[SET TASK] Write the records below as a JSON list of strings, one string per line with blank lines skipped. Begin at the line that has "Would it be possible to detect the shoreline" and stop after the line that has "431,0,600,175".
------ EXERCISE DATA ------
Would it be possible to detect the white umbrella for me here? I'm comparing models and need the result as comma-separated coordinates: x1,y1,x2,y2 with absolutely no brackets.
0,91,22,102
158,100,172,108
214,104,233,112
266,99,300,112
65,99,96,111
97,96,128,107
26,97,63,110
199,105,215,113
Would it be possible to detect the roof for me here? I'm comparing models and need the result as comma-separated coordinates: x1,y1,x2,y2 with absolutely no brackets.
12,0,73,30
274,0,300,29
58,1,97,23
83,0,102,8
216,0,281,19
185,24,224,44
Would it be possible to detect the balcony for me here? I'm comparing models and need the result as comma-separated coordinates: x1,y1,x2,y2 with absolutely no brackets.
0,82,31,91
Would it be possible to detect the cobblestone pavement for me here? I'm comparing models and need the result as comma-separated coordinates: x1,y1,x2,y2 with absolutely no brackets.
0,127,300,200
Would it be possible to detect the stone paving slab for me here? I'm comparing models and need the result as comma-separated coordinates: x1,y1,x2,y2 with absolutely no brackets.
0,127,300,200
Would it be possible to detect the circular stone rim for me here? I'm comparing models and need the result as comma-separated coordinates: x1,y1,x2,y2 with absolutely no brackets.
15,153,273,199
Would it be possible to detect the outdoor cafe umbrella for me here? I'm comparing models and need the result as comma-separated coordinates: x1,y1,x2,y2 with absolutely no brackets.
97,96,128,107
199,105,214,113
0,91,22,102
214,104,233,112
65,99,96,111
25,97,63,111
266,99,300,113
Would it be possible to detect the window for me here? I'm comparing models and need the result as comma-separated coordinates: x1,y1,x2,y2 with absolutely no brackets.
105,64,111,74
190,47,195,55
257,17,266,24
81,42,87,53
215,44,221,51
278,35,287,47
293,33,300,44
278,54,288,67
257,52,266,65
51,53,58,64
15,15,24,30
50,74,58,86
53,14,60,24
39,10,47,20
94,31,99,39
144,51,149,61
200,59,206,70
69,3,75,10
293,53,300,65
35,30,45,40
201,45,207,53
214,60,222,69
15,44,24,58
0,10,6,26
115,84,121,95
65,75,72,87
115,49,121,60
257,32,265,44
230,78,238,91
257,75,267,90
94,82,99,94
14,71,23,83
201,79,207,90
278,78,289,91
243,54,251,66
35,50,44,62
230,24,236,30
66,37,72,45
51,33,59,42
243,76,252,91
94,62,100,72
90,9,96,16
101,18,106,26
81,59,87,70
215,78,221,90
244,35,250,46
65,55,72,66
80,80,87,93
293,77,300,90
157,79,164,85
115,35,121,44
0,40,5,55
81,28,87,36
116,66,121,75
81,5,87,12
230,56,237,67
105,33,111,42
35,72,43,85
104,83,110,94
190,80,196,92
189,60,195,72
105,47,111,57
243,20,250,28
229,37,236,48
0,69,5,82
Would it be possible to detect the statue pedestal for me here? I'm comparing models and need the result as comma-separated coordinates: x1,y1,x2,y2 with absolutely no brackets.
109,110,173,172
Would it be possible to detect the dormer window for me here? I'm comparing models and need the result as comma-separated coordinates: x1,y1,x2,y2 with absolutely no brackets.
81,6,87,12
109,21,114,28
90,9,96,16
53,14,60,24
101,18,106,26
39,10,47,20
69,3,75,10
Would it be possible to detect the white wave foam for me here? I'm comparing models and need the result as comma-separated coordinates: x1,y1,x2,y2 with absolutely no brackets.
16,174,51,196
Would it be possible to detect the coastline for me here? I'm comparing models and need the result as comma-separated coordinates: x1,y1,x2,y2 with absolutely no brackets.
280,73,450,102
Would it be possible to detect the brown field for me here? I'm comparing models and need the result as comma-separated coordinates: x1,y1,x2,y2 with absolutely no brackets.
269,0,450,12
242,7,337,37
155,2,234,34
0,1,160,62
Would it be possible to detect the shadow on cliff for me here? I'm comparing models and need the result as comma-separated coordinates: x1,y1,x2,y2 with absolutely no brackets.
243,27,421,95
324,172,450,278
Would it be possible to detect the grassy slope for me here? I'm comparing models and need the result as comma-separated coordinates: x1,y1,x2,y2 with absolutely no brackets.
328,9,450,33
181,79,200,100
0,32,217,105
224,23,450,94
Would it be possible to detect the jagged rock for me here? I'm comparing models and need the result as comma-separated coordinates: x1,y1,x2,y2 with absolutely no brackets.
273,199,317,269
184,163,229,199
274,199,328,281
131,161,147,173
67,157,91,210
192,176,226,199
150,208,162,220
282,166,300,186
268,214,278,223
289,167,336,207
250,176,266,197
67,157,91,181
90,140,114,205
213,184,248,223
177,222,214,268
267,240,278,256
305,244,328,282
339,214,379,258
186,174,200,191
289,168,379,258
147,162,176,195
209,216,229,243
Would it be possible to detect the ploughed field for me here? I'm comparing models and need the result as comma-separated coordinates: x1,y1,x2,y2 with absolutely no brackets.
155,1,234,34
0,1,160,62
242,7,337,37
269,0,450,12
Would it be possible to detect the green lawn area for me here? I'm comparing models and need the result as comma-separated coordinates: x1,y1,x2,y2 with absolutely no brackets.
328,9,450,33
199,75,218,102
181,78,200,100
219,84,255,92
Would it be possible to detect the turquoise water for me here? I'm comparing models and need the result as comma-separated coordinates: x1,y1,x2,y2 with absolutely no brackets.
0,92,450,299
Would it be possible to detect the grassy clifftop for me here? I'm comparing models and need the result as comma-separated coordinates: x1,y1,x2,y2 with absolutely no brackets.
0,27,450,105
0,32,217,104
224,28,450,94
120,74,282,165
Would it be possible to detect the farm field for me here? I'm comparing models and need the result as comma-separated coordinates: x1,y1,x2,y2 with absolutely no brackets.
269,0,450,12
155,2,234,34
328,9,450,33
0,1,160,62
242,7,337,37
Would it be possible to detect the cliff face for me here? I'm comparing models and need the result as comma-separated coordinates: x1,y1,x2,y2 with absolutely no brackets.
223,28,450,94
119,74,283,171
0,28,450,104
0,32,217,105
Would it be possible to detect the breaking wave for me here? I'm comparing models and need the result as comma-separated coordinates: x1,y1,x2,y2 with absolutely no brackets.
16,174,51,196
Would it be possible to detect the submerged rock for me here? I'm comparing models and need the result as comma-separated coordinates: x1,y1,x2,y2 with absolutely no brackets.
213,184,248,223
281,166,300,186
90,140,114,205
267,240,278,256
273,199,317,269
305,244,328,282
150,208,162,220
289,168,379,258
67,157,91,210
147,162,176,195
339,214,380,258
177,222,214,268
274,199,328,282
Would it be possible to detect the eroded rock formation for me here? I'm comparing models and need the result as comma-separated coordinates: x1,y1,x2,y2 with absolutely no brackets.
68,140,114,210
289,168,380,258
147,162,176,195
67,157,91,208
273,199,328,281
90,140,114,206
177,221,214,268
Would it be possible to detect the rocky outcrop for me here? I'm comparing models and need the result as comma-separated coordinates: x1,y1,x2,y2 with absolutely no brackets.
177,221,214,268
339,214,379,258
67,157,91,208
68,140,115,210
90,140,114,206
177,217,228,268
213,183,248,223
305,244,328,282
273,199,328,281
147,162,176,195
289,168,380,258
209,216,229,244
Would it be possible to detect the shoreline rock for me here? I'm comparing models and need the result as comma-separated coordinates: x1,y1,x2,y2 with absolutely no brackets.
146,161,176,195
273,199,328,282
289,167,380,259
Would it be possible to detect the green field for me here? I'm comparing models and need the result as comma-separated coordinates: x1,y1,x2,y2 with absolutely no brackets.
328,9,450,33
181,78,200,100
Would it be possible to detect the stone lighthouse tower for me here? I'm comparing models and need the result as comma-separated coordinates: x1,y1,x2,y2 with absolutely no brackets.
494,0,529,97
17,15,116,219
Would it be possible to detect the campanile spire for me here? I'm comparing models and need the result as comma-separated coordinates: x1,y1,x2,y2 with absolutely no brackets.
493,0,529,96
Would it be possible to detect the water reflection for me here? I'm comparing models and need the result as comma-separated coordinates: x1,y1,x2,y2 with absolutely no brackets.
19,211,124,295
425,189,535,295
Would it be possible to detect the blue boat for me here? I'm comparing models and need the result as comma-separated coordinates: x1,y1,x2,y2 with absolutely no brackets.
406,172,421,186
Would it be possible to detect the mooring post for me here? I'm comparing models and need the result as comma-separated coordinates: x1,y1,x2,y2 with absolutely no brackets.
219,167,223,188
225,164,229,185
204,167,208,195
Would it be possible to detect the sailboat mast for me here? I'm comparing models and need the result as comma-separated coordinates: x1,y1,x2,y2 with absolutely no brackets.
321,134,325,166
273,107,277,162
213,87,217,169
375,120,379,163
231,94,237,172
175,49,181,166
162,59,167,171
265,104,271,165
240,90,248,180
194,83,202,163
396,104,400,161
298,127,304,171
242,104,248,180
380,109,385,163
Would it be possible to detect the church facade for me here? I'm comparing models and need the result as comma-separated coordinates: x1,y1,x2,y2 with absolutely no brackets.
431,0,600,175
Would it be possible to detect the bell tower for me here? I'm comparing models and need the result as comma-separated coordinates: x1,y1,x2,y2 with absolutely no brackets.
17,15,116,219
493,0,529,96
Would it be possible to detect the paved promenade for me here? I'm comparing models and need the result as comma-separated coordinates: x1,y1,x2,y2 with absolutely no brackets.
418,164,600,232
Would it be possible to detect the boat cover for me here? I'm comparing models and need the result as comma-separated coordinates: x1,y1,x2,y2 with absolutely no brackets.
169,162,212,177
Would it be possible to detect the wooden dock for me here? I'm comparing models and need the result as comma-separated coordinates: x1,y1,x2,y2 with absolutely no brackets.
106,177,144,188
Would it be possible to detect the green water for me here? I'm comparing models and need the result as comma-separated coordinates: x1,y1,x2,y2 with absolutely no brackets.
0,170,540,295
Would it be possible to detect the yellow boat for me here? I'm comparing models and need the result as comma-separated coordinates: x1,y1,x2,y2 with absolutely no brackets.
------
[ANSWER TO THE PROBLEM]
[
  "Would it be possible to detect the shoreline rock for me here? I'm comparing models and need the result as comma-separated coordinates: x1,y1,x2,y2 with absolutely no brackets.",
  "146,161,176,195",
  "273,199,328,282",
  "289,167,380,259",
  "Would it be possible to detect the green field for me here? I'm comparing models and need the result as comma-separated coordinates: x1,y1,x2,y2 with absolutely no brackets.",
  "328,9,450,33",
  "181,78,200,100",
  "Would it be possible to detect the stone lighthouse tower for me here? I'm comparing models and need the result as comma-separated coordinates: x1,y1,x2,y2 with absolutely no brackets.",
  "494,0,529,97",
  "17,15,116,219",
  "Would it be possible to detect the campanile spire for me here? I'm comparing models and need the result as comma-separated coordinates: x1,y1,x2,y2 with absolutely no brackets.",
  "493,0,529,96",
  "Would it be possible to detect the water reflection for me here? I'm comparing models and need the result as comma-separated coordinates: x1,y1,x2,y2 with absolutely no brackets.",
  "19,211,124,295",
  "425,189,535,295",
  "Would it be possible to detect the blue boat for me here? I'm comparing models and need the result as comma-separated coordinates: x1,y1,x2,y2 with absolutely no brackets.",
  "406,172,421,186",
  "Would it be possible to detect the mooring post for me here? I'm comparing models and need the result as comma-separated coordinates: x1,y1,x2,y2 with absolutely no brackets.",
  "219,167,223,188",
  "225,164,229,185",
  "204,167,208,195",
  "Would it be possible to detect the sailboat mast for me here? I'm comparing models and need the result as comma-separated coordinates: x1,y1,x2,y2 with absolutely no brackets.",
  "321,134,325,166",
  "273,107,277,162",
  "213,87,217,169",
  "375,120,379,163",
  "231,94,237,172",
  "175,49,181,166",
  "162,59,167,171",
  "265,104,271,165",
  "240,90,248,180",
  "194,83,202,163",
  "396,104,400,161",
  "298,127,304,171",
  "242,104,248,180",
  "380,109,385,163",
  "Would it be possible to detect the church facade for me here? I'm comparing models and need the result as comma-separated coordinates: x1,y1,x2,y2 with absolutely no brackets.",
  "431,0,600,175"
]